- _JOB_
Take the line that contains "query | small twig" as the first line and the last line of the material below as the final one; reproduce exactly the lines between, inclusive.

- _RECORDS SHOWN_
-- start --
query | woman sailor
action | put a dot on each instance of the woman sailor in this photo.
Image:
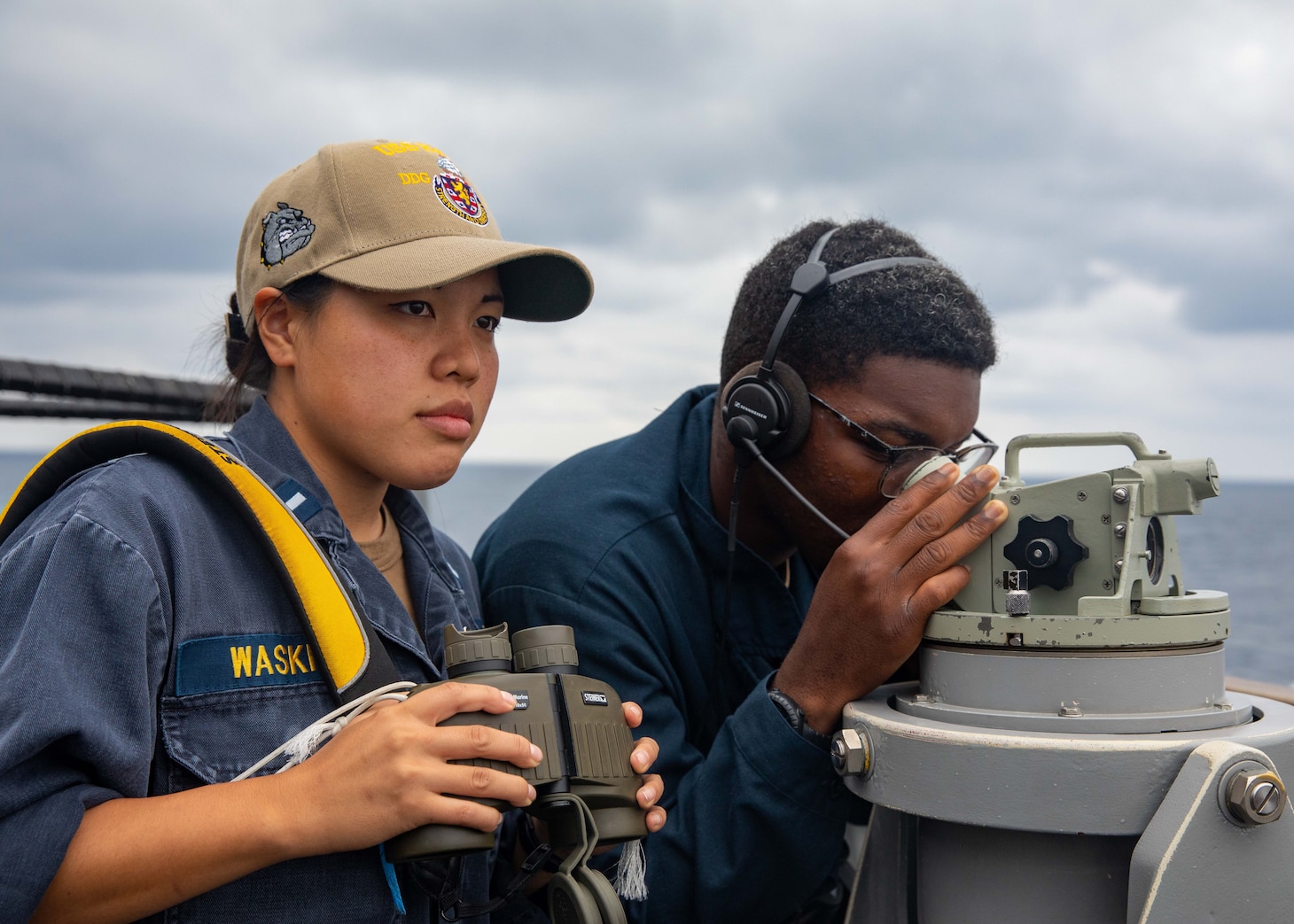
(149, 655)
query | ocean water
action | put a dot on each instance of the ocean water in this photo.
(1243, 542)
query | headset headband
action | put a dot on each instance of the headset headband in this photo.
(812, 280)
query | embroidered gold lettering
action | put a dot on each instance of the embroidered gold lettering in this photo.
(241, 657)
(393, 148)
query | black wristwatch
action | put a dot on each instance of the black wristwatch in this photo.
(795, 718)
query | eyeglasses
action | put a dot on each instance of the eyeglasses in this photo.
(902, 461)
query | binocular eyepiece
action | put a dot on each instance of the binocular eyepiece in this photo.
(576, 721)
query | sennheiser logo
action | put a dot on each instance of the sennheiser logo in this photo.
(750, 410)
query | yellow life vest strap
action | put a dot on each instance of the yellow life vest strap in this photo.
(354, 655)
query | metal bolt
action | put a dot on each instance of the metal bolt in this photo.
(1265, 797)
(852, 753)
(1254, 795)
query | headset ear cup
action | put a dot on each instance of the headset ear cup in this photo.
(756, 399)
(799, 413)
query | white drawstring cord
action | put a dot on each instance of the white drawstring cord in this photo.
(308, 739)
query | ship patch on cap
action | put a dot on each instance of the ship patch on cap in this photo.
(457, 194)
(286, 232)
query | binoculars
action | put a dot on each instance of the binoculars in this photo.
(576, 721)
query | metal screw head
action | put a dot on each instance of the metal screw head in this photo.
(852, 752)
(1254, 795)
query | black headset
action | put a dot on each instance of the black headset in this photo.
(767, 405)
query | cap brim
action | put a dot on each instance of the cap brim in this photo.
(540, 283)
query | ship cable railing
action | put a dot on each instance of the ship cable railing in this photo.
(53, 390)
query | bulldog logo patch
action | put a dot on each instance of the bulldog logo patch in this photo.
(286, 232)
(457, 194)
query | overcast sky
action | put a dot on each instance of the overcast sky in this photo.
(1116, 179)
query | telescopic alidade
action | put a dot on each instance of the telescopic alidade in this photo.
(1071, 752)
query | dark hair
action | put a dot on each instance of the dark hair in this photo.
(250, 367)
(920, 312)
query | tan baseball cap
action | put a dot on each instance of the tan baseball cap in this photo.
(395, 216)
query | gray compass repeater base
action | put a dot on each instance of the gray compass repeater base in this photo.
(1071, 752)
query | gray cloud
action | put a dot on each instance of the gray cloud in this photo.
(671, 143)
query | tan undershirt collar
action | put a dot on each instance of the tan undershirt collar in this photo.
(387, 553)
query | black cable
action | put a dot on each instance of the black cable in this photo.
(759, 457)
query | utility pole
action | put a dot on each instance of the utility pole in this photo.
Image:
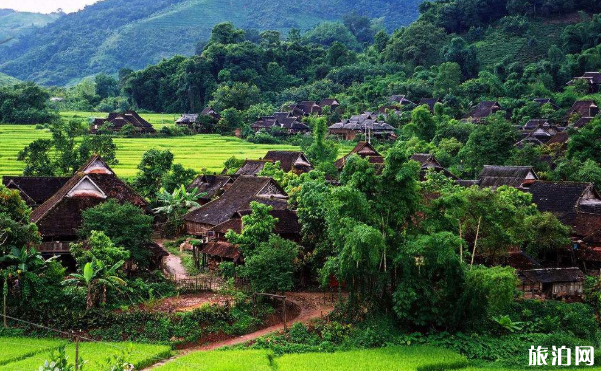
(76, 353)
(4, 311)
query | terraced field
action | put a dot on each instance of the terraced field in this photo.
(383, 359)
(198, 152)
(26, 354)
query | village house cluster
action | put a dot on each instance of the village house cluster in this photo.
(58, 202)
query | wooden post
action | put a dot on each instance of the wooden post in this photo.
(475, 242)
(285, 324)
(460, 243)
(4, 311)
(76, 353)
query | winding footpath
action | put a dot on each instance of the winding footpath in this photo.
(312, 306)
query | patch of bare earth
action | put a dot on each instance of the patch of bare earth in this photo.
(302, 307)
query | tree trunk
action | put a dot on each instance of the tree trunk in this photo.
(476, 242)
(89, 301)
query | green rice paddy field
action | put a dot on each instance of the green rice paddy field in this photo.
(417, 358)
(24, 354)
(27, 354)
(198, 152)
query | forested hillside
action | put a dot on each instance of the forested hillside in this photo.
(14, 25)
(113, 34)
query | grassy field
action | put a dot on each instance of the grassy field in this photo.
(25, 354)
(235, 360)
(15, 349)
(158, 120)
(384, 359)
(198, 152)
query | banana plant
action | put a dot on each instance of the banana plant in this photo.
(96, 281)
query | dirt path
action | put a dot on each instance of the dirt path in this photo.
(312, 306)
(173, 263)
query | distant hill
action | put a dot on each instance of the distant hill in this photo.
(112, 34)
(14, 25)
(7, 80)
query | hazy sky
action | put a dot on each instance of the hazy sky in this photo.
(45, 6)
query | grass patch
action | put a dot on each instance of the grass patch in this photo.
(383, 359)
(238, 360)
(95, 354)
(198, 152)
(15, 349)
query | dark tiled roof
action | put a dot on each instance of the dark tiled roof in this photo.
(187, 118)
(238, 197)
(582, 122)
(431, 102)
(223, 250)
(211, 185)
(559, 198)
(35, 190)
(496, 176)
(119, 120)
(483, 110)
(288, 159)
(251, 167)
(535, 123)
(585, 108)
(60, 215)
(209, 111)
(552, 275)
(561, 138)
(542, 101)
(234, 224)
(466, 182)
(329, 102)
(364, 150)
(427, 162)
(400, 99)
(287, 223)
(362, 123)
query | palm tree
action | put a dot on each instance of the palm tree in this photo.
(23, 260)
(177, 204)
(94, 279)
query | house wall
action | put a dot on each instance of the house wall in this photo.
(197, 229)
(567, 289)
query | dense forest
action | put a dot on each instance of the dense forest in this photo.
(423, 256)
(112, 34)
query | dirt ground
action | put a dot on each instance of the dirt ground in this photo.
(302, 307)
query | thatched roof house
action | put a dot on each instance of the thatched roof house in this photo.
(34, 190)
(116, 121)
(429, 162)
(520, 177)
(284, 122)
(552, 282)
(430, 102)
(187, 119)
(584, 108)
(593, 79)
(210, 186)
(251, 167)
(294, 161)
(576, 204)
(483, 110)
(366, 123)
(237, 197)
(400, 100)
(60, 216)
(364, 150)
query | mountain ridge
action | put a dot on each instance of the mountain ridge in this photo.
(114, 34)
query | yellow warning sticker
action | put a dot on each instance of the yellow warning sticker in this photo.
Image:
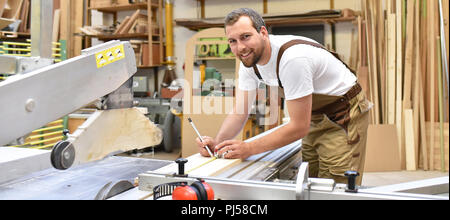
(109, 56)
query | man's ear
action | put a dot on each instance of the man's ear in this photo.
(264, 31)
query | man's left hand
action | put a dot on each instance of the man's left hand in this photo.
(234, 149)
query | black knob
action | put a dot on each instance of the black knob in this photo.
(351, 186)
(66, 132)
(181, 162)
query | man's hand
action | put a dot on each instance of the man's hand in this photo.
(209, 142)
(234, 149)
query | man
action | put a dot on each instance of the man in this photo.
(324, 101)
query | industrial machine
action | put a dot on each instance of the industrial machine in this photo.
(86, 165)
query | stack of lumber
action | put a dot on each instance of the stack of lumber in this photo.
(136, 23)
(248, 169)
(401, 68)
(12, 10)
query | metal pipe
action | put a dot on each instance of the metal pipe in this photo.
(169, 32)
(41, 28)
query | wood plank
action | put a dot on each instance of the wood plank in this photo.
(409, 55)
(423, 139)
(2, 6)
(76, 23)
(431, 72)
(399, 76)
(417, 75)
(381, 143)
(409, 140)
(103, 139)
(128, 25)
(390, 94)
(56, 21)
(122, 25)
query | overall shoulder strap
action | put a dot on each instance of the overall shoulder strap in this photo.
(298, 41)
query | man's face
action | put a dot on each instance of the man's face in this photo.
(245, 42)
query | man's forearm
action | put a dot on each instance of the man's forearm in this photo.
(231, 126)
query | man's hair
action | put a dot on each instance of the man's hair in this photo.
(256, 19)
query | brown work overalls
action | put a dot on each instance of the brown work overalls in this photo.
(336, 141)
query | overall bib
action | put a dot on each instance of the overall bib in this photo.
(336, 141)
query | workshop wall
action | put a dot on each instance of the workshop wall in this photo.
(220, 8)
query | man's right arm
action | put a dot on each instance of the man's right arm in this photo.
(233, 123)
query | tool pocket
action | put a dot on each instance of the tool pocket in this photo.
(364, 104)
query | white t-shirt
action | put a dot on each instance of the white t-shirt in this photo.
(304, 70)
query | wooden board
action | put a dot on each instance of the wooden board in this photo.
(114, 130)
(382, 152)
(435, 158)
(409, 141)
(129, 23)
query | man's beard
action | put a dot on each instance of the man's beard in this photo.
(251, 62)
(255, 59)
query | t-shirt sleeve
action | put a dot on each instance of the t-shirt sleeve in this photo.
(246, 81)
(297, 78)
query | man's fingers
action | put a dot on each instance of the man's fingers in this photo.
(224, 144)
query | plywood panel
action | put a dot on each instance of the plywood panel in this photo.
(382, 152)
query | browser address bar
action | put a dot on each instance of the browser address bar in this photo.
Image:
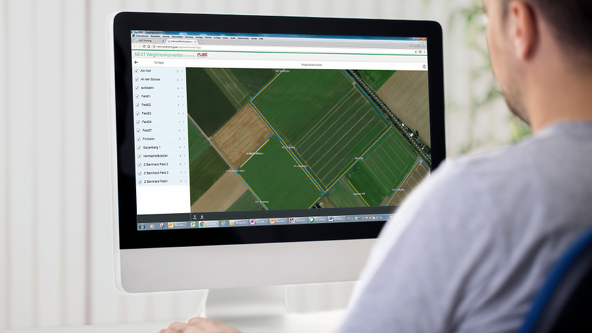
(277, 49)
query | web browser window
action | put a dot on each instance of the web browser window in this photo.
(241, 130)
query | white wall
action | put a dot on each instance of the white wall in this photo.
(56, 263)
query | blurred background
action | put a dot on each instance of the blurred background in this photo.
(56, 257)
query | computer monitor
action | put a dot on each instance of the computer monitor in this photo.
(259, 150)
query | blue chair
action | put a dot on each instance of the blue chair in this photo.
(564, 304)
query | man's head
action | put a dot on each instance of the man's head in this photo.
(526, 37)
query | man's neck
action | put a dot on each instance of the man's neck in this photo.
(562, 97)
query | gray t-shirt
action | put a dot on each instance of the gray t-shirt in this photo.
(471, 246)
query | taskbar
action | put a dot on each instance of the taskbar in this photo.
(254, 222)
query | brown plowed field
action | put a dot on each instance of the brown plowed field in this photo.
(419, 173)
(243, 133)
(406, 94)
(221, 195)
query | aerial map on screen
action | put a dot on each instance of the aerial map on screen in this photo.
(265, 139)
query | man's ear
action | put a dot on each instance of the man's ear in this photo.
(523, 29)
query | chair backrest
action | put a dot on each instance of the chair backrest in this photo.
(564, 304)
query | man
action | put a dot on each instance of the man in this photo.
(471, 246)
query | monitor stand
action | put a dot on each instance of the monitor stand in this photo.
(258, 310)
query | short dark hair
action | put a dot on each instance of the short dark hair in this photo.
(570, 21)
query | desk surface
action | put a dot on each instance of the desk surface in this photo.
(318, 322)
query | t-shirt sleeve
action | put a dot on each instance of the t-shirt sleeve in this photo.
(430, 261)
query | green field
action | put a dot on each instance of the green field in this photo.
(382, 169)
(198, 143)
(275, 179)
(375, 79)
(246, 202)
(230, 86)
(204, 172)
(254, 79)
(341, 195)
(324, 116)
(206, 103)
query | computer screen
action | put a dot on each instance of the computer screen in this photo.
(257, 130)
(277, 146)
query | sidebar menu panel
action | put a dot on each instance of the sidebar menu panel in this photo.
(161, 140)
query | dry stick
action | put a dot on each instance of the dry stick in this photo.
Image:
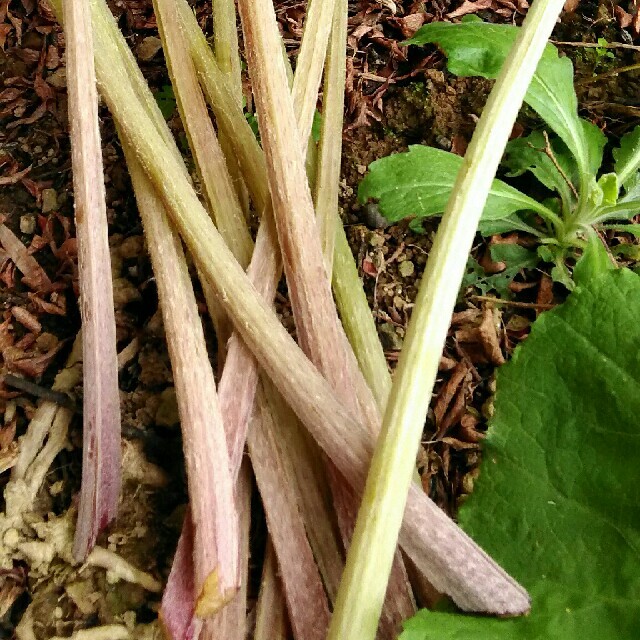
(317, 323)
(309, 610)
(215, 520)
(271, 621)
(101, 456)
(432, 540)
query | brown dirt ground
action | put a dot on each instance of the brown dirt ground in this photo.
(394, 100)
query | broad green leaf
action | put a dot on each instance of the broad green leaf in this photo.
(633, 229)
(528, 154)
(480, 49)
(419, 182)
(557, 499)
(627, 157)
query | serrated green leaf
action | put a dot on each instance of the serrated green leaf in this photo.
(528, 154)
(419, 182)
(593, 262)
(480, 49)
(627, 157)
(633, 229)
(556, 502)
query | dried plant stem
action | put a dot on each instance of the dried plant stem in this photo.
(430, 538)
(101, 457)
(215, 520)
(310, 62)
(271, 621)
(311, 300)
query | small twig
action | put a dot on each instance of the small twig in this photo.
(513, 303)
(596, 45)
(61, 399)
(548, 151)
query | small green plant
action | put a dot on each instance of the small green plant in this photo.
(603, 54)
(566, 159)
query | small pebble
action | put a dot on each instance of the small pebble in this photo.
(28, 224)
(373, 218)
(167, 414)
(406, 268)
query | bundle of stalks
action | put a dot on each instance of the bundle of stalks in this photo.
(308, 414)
-- end --
- _OUTPUT_
query | small twig
action | put a dot on each instance of the small twig in this photo.
(513, 303)
(596, 45)
(61, 399)
(548, 151)
query | small green plant
action | put a dot on each instance of the small green plant in this photo.
(603, 54)
(566, 159)
query | small pebble
action | put a dot on each instance of the small pebble in this photo.
(28, 224)
(373, 218)
(167, 414)
(406, 268)
query | bundle of stalks
action | put a dot on each instance of the bundle of stalks in this photo.
(308, 414)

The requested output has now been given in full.